» SUPPLIED DATA
##########
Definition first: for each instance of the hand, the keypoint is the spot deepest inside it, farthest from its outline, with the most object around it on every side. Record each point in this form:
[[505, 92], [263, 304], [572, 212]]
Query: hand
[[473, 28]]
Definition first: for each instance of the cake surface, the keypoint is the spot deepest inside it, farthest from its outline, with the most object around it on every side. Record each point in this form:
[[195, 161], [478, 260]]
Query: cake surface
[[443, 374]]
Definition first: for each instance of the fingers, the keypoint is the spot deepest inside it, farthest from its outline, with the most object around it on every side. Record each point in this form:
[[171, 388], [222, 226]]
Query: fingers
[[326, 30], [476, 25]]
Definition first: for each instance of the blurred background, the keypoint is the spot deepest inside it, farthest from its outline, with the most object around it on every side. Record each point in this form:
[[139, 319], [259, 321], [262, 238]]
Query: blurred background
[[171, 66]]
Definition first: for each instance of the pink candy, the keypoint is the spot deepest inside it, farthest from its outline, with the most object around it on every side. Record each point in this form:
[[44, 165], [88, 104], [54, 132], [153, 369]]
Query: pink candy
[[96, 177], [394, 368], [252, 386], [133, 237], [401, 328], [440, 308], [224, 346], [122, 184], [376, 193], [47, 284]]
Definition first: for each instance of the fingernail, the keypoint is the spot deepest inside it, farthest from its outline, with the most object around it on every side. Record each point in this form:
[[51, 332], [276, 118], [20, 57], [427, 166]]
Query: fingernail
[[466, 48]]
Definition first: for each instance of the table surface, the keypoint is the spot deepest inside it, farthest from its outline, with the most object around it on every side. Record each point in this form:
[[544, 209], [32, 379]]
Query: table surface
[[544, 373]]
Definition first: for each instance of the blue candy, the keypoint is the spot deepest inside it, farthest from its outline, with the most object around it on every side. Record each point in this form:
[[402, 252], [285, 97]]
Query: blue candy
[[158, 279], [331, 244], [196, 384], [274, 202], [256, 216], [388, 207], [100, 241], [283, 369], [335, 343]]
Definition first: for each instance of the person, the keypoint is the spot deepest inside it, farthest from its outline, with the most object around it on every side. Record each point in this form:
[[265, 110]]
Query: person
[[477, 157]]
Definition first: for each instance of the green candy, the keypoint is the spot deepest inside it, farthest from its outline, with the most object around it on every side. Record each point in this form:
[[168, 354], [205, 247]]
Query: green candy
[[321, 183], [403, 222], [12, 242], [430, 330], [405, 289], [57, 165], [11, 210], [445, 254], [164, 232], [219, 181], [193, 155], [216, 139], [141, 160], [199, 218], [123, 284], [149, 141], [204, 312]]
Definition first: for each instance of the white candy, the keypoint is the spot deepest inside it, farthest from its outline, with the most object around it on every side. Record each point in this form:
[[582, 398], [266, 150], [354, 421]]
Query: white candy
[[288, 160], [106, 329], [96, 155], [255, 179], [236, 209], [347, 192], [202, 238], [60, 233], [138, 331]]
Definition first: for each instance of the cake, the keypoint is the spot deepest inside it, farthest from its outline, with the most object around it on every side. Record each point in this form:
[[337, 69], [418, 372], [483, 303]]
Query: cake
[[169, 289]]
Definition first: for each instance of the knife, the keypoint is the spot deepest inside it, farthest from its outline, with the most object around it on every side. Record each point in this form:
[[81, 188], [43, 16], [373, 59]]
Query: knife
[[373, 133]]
##########
» YOUR OBJECTIVE
Would you please return all of the data exactly?

» RESULT OF THIS TASK
Definition first: for each instance of the hand, the keypoint is the spot deepest inside it, farthest from its outline, with the most object around it on every side. Record each point in this form:
[[505, 92], [263, 304], [572, 212]]
Query: hand
[[473, 28]]
Definition first: for each instance of the cake surface, the keypoint is the spot deepest inside it, farthest from its outline, with the most object around it on every side. Record each point in this form:
[[195, 161], [478, 260]]
Query: cake surface
[[443, 374]]
Definition first: for each instance of the fingers, the keypoint is the spot deepest inside it, farthest from its outline, with the most object around it on every side. Record each point in this form:
[[171, 388], [222, 226]]
Query: fingers
[[326, 30], [476, 25]]
Definition first: for each instance of the blurred background, the keypoint is the spot deepest inside it, farthest from its outline, with the most object around it on every side. Record each point in this form:
[[139, 319], [259, 321], [262, 238]]
Query: blurred background
[[171, 66]]
Definition first: for each instance of the pink candy, the keypoint is the spot deepest inside it, farthest from its outline, with the most object around it on every side. Record each point in this form:
[[44, 165], [88, 104], [54, 132], [153, 369]]
Query: pink candy
[[96, 177], [394, 368], [252, 386], [133, 237], [401, 328], [440, 308], [224, 346], [122, 184], [376, 193], [47, 284]]
Definition first: for each instance of the fingernail, the keypoint is the spot deepest inside it, farthest from its outline, with the most object around it on every side. Record each point in this form:
[[51, 332], [276, 118], [20, 57], [427, 166]]
Query: fingernail
[[466, 48]]
Definition first: for each instance of the table surface, the keypoint is the spot deepest inside it, farthest from its outline, with the most object around it on every side. Record each point in this form:
[[544, 209], [32, 379]]
Query: table surface
[[544, 373]]
Definition first: for each instance of the blue candy, the keypoint is the spot deepest inside it, farthest from its outline, with the most object around it on every side. Record each point in this form:
[[402, 252], [285, 97]]
Query: blue candy
[[158, 279], [331, 244], [196, 384], [274, 202], [256, 216], [388, 207], [100, 241], [283, 369], [335, 343]]
Definition first: for each instance of the person, the keypoint is the spot deepest inside it, farthest from its outline, with the most object around it on every side. Record each point in this form:
[[265, 110]]
Query: person
[[477, 157]]
Definition first: for each instance of the green candy, the keypoint is the spot deepest inside it, farthest from its outline, with the most object around it on every side. Record each point in this form:
[[168, 354], [205, 247]]
Query: green candy
[[321, 183], [403, 222], [12, 242], [430, 330], [405, 289], [57, 165], [11, 210], [445, 254], [164, 232], [219, 181], [193, 155], [216, 139], [141, 160], [199, 218], [123, 284], [149, 141], [204, 312]]
Definition first: for each instance of the white candy, the keypoint is the spot deepest inside it, farthest from its outline, with the most object around it on every side. Record each point in this form:
[[582, 398], [266, 150], [354, 421]]
Query: white candy
[[288, 160], [106, 329], [96, 155], [255, 179], [236, 209], [347, 192], [202, 238], [60, 233], [138, 331]]
Definition first: for each instance of the cake, the keypoint is the spot deepest inside it, farthest from its outline, with the most object around it on every side. Record each point in this form:
[[337, 69], [418, 372], [483, 303]]
Query: cake
[[169, 289]]
Definition first: for each instance of the knife, the keypoint is the spot deepest inside it, farthest from its outline, with the most object around it on every side. Record each point in this form:
[[81, 188], [43, 16], [373, 59]]
Query: knife
[[373, 133]]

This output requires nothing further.